● **Travail demandé**
Poursuivez le texte ci-dessous sur le litige de propriété du quartier Sheikh Jarrah, à Jérusalem-Est, en reprenant juste après sa dernière phrase.

● **Texte fourni**
Depuis plusieurs jours, de vives tensions ont opposé les Palestiniens et les Israéliens en provoquant des dizaines de décès et des centaines de blessés.
Quid de l’objet du conflit ?
Les derniers événements survenus à Jérusalem-Est reposent sur un conflit judiciaire soulevé en 1970.
A ce jour, le conflit opposant les Israéliens et les Palestiniens concerne en réalité la propriété des maisons situées dans la partie Est de Jérusalem et plus particulièrement le quartier dit Sheikh Jarrah.
Quid des faits ?
Depuis 1950, plusieurs familles palestiniennes occupent des biens (maisons) situés dans le quartier de Sheikh Jarrah. Ces propriétés ayant été financées par les Nations Unies et la Jordanie dans le cadre d’une assistance matérielle apportée aux réfugiés palestiniens dans le Proche-Orient.
Dans cette démarche, le Ammann était compétent pour délivrer les actes de propriété aux familles palestiniennes lors de leur installation. Chose qui n’a jamais eu lieu pour des raisons, à ce jour, non évoquées. Ainsi, les Israéliens contestent la légitimité des Palestiniens à occuper de telles propriétés en l’absence d’actes de propriété.
En 1970, une action en justice à été ouverte et porte sur une vingtaine de maisons situées à Jérusalem-Est. En date du jeudi 06 mai 2021, les familles palestiniennes ont été expulsées sous ordre des autorités israéliennes.
La Cour suprême israélienne devait se prononcer le 10 mai 2021 pour statuer sur l’affaire. Toutefois, la juridiction a annoncé un ajournement d’audience d’une durée d’un mois pour manque d’éléments permettant de statuer définitivement sur la question litigieuse.
Quid de la loi israélienne ?
En vertu de la loi israélienne relative aux questions juridiques et administratives de 1970, il est possible pour des personnes israéliennes et juives de prouver que leur famille était présente à Jérusalem-Est avant la guerre israélo-arabe, soit avant 1948. Si tel est le cas, il serait ainsi possible aux Israéliens juifs, sur le fondement de cette loi, de demander la restitution de leur droit de propriété.

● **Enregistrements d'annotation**
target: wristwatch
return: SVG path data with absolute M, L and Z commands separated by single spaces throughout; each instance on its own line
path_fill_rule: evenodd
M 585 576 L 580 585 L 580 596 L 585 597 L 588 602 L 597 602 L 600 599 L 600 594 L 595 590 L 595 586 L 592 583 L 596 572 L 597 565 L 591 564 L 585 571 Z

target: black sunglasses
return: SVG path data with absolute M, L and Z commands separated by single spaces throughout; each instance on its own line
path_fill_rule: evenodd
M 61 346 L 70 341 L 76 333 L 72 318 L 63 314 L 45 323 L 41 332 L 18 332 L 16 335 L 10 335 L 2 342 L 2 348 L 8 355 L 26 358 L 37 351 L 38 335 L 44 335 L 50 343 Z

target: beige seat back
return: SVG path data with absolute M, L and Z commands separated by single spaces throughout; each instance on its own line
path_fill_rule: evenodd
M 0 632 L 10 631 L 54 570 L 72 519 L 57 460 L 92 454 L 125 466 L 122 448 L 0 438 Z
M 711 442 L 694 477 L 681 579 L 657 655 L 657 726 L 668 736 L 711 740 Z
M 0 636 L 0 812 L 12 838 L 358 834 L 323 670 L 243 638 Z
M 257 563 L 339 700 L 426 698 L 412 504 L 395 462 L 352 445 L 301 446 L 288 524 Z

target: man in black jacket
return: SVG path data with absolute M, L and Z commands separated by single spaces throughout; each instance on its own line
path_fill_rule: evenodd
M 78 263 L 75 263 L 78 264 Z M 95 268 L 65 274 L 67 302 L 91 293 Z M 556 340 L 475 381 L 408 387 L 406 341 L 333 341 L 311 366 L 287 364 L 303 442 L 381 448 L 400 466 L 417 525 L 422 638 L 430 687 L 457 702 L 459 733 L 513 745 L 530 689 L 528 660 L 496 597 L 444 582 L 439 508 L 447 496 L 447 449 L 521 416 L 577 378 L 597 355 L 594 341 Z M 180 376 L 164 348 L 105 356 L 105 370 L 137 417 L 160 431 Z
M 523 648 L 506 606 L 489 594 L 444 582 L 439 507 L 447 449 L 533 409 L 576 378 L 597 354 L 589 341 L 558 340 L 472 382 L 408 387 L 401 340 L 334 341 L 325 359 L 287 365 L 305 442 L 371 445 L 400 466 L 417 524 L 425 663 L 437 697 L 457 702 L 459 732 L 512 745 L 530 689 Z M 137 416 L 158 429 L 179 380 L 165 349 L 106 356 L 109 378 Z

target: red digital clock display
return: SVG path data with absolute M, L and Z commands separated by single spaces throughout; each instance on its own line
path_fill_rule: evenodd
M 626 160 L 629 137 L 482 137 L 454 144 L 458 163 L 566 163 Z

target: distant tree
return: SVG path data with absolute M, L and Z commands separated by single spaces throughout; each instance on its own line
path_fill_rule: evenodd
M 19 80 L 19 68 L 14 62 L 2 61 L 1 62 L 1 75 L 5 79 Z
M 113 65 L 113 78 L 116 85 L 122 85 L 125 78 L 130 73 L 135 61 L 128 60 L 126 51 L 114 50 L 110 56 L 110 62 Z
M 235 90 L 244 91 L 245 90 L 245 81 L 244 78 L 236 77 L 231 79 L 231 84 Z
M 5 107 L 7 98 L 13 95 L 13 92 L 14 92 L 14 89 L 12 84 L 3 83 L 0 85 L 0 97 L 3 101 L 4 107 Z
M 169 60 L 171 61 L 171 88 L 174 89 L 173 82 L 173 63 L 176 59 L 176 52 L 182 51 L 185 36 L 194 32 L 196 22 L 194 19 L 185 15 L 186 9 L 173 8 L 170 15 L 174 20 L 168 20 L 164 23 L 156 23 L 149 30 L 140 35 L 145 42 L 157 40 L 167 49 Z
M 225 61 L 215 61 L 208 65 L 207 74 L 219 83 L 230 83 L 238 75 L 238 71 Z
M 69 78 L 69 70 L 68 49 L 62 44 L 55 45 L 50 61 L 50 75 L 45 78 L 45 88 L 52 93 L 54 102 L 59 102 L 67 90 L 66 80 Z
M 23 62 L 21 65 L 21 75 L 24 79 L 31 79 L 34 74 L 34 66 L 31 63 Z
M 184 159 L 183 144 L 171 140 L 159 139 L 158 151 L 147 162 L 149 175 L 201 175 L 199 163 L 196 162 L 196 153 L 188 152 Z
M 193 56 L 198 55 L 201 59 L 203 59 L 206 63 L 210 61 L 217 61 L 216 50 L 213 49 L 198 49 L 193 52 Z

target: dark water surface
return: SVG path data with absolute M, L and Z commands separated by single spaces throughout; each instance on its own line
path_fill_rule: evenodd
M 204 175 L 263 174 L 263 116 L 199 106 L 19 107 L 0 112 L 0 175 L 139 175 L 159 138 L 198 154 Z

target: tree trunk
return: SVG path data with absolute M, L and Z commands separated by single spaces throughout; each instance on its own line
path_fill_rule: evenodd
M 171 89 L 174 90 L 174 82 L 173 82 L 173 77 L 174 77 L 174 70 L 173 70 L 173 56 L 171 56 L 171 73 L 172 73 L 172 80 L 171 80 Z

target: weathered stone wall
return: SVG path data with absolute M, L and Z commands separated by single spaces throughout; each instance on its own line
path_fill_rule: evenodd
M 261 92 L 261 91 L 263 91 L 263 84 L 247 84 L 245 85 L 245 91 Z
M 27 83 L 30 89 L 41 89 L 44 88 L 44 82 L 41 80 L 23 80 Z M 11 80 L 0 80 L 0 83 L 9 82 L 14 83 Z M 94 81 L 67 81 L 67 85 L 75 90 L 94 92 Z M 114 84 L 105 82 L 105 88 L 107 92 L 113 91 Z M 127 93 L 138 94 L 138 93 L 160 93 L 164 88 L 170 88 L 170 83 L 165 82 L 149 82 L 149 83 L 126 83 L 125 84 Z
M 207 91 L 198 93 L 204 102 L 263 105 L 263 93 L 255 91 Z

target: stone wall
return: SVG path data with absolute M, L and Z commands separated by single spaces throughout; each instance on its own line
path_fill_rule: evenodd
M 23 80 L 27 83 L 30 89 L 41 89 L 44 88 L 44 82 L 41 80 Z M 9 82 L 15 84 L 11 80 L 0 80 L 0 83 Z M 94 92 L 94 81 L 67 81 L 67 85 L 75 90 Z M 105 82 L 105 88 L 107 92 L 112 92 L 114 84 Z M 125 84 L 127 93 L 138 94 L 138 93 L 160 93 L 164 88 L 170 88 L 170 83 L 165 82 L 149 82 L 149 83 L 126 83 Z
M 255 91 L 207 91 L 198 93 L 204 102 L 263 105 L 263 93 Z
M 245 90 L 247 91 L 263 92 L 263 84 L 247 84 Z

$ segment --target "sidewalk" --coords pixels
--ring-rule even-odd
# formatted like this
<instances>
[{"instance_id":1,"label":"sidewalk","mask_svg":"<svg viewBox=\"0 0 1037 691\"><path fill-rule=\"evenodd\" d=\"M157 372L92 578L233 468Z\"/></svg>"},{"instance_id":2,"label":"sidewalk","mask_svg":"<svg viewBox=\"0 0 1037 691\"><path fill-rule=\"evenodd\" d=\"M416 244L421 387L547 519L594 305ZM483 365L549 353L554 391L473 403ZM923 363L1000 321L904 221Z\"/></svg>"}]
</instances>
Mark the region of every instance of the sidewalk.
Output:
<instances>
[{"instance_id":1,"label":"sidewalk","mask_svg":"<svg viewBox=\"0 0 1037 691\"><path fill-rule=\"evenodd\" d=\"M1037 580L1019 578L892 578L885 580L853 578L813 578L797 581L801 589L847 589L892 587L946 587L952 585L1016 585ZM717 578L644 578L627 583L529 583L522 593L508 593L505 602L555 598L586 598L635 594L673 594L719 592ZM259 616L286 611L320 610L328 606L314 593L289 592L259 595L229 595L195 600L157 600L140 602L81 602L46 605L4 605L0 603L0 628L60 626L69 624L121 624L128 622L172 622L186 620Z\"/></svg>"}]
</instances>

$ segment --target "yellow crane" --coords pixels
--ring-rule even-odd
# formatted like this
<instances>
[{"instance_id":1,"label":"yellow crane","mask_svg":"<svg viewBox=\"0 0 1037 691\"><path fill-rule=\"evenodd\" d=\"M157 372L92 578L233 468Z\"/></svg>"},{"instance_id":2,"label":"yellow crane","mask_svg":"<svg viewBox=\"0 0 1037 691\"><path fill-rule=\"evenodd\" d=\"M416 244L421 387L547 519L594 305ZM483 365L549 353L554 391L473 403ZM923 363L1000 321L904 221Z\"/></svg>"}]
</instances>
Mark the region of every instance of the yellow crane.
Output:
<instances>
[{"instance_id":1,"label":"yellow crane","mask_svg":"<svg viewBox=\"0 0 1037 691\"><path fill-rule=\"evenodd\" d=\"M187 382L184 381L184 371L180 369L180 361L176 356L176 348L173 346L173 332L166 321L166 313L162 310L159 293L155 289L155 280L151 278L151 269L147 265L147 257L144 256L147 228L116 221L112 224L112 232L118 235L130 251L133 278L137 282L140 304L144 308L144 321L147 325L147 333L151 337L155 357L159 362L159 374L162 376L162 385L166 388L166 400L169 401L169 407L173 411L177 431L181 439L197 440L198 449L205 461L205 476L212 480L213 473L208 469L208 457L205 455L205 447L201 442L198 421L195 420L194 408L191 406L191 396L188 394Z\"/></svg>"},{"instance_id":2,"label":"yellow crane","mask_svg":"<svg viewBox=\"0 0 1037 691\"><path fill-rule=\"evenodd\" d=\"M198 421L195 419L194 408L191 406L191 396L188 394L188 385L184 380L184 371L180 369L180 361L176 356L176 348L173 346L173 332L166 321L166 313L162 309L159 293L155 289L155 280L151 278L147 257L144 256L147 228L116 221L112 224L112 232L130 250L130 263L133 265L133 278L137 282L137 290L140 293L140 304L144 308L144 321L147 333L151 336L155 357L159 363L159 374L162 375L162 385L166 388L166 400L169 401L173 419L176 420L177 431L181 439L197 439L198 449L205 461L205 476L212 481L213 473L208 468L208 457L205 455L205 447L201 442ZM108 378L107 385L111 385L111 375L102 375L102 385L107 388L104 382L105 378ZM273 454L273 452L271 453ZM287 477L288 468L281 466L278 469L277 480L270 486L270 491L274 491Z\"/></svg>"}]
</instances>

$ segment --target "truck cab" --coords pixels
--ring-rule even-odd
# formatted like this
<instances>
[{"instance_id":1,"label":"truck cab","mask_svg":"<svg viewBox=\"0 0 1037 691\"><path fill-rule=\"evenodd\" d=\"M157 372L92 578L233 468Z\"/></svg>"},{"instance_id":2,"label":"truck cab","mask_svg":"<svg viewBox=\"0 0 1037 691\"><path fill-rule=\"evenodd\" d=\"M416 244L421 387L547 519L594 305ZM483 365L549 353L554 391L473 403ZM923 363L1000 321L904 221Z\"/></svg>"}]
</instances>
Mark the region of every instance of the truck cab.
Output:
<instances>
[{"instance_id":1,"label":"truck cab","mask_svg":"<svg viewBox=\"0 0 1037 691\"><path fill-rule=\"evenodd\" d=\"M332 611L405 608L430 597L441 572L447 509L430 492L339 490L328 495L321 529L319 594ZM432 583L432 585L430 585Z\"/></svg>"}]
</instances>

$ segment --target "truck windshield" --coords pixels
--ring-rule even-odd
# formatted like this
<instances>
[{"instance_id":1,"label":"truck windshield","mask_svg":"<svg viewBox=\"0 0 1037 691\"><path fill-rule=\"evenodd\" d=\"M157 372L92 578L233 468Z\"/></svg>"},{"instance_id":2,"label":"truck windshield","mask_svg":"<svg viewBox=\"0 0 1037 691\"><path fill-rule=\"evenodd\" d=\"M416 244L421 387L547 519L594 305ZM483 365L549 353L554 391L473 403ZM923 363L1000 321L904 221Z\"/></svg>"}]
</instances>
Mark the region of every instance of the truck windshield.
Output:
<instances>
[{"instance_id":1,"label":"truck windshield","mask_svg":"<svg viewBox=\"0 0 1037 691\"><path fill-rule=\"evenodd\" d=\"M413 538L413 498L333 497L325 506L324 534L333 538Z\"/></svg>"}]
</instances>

● **Réponse fournie**
Par ailleurs, la loi israélienne de 1950 dite “loi des absents” interdit formellement aux personnes de nationalité palestinienne de récupérer leurs propriétés abandonnées ou perdues lors de la guerre de 1948.
Quid de la loi palestinienne ?
La législation palestinienne ne prévoit pas la même solution pour les biens perdus pendant la guerre. Ainsi, le juge palestinien n’est pas compétent à trancher le litige.
Quid du Droit international humanitaire ?
De surcroît aux traités et accords internationaux portant sur le droit international humanitaire, il existe des entités chargées de veiller au respect du droit humanitaire. Dans le contexte du conflit israélo-palestinien, on retrouve le Haut-Commissariat des Nations Unies aux droits de l’homme (HCDH). Cette entité importante contribue à la promotion et au respect des droits de l’homme. Par conséquent, elle est chargée des « violations des droits de l’homme les plus importantes, tant soudaines que chroniques, en particulier celles qui représentent un danger imminent pour la vie de la population ».
Le porte-parole du HCDH, M. Colville a déclaré que « La loi sur la propriété des absents et la loi sur les questions juridiques et administratives sont appliquées de manière intrinsèquement discriminatoire, uniquement sur la base de la nationalité ou de l’origine du propriétaire ».
Le Comité des Nations Unies pour l’exercice des droits inaliénables du peuple palestinien a publié quant à lui un communiqué requierant la «cessation de toutes les politiques et pratiques israéliennes illégales, y compris toutes les activités de colonisation, les démolitions de maisons, les expulsions et tout autre acte de punition collective contre la population civile palestinienne ».
Possible qualification des faits en apartheid ?
Selon la convention internationale sur l’élimination et la répression du crime d’apartheid (1973) et du statut de Rome de la Cour pénale internationale en vigueur depuis 1998, l’apartheid est qualifié de crime contre l’humanité.
Afin d’être qualifié en tant que tel, trois conditions sont requises :
- Une intention de maintenir la domination d’un groupe racial sur un autre,
- Un contexte d’oppression systématique du groupe dominant sur le groupe marginalisé,
- Des actes jugés “inhumains”.
Dans le contexte du conflit israélo-palestinien, l’État d’Israël ne fait pas partie du Statut de Rome. Néanmoins, par une décision en date du 22 mai 2018 (ICC-01/18-1) la Cour pénale internationale s’est déclarée compétente territorialement, pour apprécier les crimes qui seraient commis par Israël en Palestine. Par conséquent, une enquête a été ouverte et portera sur les crimes qui auraient été commis dans le cadre du présent conflit et ceux, depuis le 13 Juin 2014.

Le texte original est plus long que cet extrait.